Dataset:
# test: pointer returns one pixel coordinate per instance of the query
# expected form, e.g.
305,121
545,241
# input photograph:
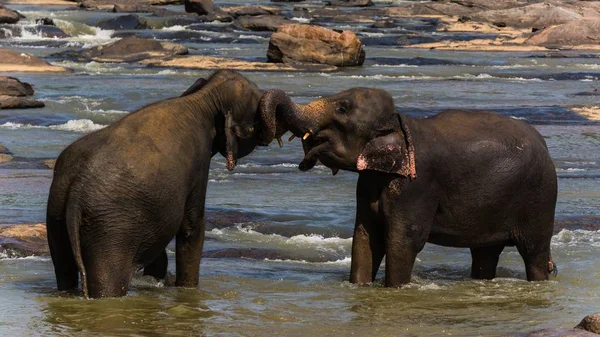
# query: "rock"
5,157
125,22
261,22
108,5
15,94
590,323
593,92
4,150
384,24
254,10
131,49
12,61
12,102
350,3
11,86
45,21
561,333
24,240
50,163
577,32
9,16
48,31
536,15
208,8
312,44
211,62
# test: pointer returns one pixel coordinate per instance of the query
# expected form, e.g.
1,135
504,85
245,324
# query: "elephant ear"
230,141
393,153
199,84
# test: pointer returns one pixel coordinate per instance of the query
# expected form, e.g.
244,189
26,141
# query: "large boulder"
312,44
261,22
350,3
9,16
5,154
131,49
12,61
125,22
533,16
24,240
577,32
15,94
590,323
207,8
254,10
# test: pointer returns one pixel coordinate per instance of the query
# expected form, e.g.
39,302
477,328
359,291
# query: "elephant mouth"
314,144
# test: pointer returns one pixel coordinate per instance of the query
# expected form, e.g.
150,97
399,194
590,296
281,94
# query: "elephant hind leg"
536,263
65,268
485,261
158,267
108,274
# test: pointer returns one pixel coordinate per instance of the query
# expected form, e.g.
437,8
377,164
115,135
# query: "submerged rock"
5,154
24,240
312,44
590,323
212,62
127,22
261,22
254,10
131,49
350,3
577,32
15,94
537,15
207,8
9,16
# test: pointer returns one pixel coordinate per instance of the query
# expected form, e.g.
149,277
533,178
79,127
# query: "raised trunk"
279,115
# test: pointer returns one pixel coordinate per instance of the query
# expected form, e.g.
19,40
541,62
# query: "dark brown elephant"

Assigned task: What is needed is an exact repetition of every entry, without the pictures.

Answer box:
# test: pointer returns one pixel coordinate per instance of the query
# expected form, e.g.
305,121
545,241
# input photograph:
# query: "rock"
5,157
125,22
261,22
108,5
15,94
590,323
593,92
4,150
384,24
254,10
131,49
12,61
12,102
350,3
11,86
45,21
561,333
24,240
50,163
577,32
9,16
48,31
536,15
208,8
312,44
211,62
# test: pointer returns one pixel coordinate per instance of the query
# expected form, e.g.
1,135
504,85
245,324
# query: "elephant ear"
230,141
393,153
199,84
# test: pointer returns one pixel coordinate per instance of the query
# expected form, e.g.
244,189
26,141
# query: "large boulder"
312,44
261,22
350,3
9,16
5,154
131,49
12,61
125,22
533,16
24,240
577,32
15,94
590,323
207,8
254,10
# test: pointer returns one pixel coordinate per instance of the query
# expected form, e.g.
39,302
477,328
359,291
# query: "elephant mouth"
314,144
# test: pointer returns one pixel coordinate per instance of the query
# expected form, e.g.
150,97
399,194
590,296
281,94
# query: "elephant hind leg"
536,263
65,268
485,261
158,267
108,274
# test: pointer returns one pixel coordinate per instance of the query
# expected form, e.g.
437,8
377,164
115,135
# query: "submerged rock"
5,154
24,240
312,44
590,323
212,62
127,22
261,22
254,10
131,49
350,3
577,32
15,94
537,15
207,8
9,16
# test: pointer returns one pixel coordinate per instance of the query
# expected form, e.g.
149,277
533,178
79,127
# query: "raised trunk"
279,115
# test: pointer returns one pixel coordinate per instance of the query
# expected form, e.g.
19,40
541,62
# query: "dark brown elephant"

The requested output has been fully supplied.